WHAT TO DO - Extract each line in the rows below that contains the string "lichen" and copy it in full.
• • • •
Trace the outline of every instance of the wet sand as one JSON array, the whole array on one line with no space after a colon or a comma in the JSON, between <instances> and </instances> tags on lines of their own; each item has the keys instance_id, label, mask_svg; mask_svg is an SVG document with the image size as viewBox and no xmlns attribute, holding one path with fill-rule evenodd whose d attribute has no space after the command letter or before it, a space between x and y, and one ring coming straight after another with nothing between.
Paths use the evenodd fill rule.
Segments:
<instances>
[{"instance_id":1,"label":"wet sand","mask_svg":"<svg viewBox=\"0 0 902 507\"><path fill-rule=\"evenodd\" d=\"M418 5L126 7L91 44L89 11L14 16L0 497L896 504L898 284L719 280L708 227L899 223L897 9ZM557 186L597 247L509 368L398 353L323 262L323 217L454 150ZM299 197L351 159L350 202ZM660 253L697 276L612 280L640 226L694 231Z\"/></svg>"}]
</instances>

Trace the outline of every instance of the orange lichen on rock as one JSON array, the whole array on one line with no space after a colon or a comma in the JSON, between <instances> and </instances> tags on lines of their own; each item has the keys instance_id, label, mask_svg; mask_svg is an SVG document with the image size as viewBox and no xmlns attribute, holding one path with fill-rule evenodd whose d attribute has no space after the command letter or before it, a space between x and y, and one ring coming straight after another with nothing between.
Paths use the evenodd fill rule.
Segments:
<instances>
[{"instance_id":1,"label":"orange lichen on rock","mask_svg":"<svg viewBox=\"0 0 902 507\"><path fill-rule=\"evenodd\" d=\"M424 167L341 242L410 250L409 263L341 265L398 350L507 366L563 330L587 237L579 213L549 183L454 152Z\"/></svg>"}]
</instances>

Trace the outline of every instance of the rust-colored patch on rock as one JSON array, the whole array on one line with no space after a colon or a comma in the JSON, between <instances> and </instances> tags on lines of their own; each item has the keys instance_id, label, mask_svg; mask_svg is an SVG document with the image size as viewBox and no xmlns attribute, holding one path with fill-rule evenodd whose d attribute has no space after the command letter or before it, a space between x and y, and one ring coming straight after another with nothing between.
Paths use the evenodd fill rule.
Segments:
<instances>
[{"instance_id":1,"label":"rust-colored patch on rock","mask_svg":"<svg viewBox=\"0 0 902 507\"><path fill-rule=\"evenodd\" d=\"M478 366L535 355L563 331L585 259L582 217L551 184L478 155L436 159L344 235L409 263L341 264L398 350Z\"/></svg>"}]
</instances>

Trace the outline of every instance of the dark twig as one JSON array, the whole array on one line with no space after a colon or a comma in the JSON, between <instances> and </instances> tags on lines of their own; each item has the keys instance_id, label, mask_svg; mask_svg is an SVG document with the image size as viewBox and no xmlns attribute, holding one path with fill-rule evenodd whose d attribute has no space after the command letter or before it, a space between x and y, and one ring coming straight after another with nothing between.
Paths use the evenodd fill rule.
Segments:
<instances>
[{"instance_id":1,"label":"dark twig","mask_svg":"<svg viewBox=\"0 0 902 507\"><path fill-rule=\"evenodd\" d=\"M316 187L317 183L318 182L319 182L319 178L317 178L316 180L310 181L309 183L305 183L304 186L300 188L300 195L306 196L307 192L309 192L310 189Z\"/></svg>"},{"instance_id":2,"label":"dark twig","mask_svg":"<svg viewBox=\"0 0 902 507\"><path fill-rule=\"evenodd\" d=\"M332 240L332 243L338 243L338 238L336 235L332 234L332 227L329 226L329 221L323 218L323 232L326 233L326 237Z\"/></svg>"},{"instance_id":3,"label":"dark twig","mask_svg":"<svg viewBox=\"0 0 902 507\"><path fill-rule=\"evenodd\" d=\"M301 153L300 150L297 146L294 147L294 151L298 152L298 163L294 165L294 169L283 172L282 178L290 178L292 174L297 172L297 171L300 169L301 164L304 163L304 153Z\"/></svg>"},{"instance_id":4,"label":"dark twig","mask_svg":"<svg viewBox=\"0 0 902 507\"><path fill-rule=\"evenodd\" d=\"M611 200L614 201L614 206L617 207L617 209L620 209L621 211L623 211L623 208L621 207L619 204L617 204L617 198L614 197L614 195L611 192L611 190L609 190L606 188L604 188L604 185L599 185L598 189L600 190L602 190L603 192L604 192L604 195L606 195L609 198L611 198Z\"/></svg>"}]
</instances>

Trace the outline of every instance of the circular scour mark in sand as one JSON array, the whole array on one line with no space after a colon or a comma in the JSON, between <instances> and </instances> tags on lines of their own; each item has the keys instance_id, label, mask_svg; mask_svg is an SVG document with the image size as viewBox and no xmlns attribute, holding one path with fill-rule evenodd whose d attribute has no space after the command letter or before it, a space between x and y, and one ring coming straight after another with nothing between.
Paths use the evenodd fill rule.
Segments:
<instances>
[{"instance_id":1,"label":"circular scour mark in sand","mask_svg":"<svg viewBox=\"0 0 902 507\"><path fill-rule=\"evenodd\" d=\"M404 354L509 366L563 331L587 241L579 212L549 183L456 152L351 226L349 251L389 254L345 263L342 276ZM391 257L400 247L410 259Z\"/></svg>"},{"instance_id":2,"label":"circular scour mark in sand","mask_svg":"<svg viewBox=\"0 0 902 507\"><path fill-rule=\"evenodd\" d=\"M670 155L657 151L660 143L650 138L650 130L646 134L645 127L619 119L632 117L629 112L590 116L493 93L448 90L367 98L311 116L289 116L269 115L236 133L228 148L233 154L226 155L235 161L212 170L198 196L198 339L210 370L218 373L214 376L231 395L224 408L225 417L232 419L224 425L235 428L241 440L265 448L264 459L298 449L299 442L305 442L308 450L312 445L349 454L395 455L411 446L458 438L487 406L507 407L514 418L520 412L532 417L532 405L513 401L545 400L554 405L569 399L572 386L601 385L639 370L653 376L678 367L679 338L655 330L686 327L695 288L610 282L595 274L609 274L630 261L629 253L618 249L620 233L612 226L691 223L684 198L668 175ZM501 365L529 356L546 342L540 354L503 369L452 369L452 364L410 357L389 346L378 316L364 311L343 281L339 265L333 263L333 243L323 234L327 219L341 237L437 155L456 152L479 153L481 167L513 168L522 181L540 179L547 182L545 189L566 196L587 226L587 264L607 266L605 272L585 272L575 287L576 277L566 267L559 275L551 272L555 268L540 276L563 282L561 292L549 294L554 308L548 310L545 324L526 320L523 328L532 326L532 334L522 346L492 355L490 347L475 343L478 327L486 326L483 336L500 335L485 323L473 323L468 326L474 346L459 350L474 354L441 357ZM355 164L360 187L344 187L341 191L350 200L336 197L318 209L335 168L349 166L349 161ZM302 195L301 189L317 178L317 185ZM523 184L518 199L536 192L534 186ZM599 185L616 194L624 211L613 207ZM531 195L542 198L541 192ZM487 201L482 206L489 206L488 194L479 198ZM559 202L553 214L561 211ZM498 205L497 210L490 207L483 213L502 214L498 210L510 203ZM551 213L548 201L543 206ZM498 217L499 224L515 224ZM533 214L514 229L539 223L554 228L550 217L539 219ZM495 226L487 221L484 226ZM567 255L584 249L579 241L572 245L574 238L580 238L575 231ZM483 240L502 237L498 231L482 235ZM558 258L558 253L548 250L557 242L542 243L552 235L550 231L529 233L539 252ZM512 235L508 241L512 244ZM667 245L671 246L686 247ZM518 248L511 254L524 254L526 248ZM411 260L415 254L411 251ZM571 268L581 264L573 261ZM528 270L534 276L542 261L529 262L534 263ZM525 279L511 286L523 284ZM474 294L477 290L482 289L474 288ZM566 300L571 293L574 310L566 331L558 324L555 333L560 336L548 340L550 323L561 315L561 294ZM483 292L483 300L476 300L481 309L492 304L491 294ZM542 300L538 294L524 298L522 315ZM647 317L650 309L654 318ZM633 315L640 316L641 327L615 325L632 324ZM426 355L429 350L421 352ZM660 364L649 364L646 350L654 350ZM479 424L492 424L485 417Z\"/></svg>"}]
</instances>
• • • •
FINISHED TASK -
Trace the outline of every instance of the orange lichen on rock as one JSON array, the whole array on one line with no space after a colon or a comma in the JSON, between <instances> and </instances> tags on lines of their own; each item has the keys instance_id, label, mask_svg; mask_svg is an SVG document with the image size as viewBox and no xmlns attribute, holding one path with fill-rule evenodd whose d attribute has no space after the command letter or before it, a space between x and y, and one ring coming straight after another with nothing between.
[{"instance_id":1,"label":"orange lichen on rock","mask_svg":"<svg viewBox=\"0 0 902 507\"><path fill-rule=\"evenodd\" d=\"M424 167L341 242L410 250L409 263L341 265L398 350L507 366L563 330L587 237L579 213L549 183L454 152Z\"/></svg>"}]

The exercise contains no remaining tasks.